[Excerpted text Boundary: Start]

Coronavirus: 2020 Dublin Marathon Cancelled Due To Safety Fears
2020 Dublin Marathon was cancelled despite Ireland's move to lift coronavirus lockdown measures, indicating potential long-term disruption caused by the outbreak.
This year's Dublin marathon was cancelled on Tuesday
The race had been due to take place on October 25
By that date, Ireland plans to have fully lifted lockdown restrictions
This year's Dublin marathon was cancelled on Tuesday, despite Ireland's move to lift coronavirus lockdown measures, indicating potential long-term disruption caused by the outbreak. The race had been due to take place on October 25. By that date, Ireland plans to have fully lifted restrictions in a staggered process that began on Monday. But organisers indicated the race -- which last year had 22,500 entrants -- would still not go ahead because of safety fears.
"We made the difficult decision in the best interest of the health and well-being of all those involved in making our events such a success from runners, supporters, volunteers, sponsors, to suppliers," said race director Jim Aughney.
"We explored many alternatives for running the events safely but ultimately none were viable," he said in a statement.
Ireland's "roadmap" to reopen the nation has scheduled the last of five stages to lift coronavirus lockdown measures for August.

[Excerpted text Boundary: End]
[Provided data Boundary: Start]

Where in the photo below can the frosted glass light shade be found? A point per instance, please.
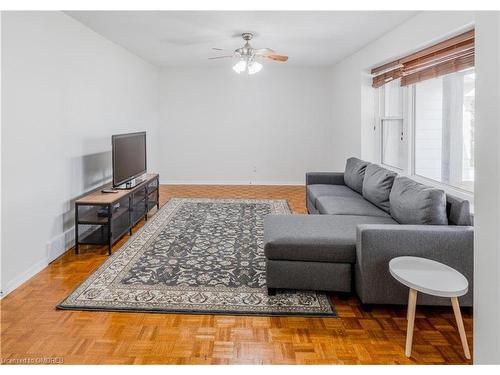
(255, 67)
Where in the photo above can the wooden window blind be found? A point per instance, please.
(447, 57)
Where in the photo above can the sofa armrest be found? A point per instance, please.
(327, 178)
(377, 244)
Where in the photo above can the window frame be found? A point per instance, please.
(409, 139)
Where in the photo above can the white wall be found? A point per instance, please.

[Provided data Boundary: End]

Assignment 1: According to the Dublin Marathon article, how many entrants did the race have last year?
Assignment 2: List the groups that the race director names in the Dublin Marathon article as being involved in making the events a success.
Assignment 3: Continue the Dublin Marathon article from its final sentence.
The records have no connection to the article about the Dublin Marathon.

Response area 1: 22,500

Response area 2: Runners, supporters, volunteers, sponsors, suppliers

Response area 3:
A government ban on mass gatherings of more than 5,000 people is also set to expire at the end of that month.
The decision to ban the marathon indicates the fallout of coronavirus may last longer than suggested by official plans and could hit other scheduled -- or rescheduled -- events.
The London Marathon, for example, has been postponed to October 4. Last year, just under 43,000 runners started the race, with tens of thousands of spectators lining the route.
Ireland has suffered 1,547 deaths from COVID-19, according to the department of health.
On Monday the number of daily deaths had fallen from a peak of 77 to just four.
"We have suppressed the virus and limited its impact on public health," said chief medical officer Tony Holohan on Monday.
"We need to sustain this in the weeks and phases ahead."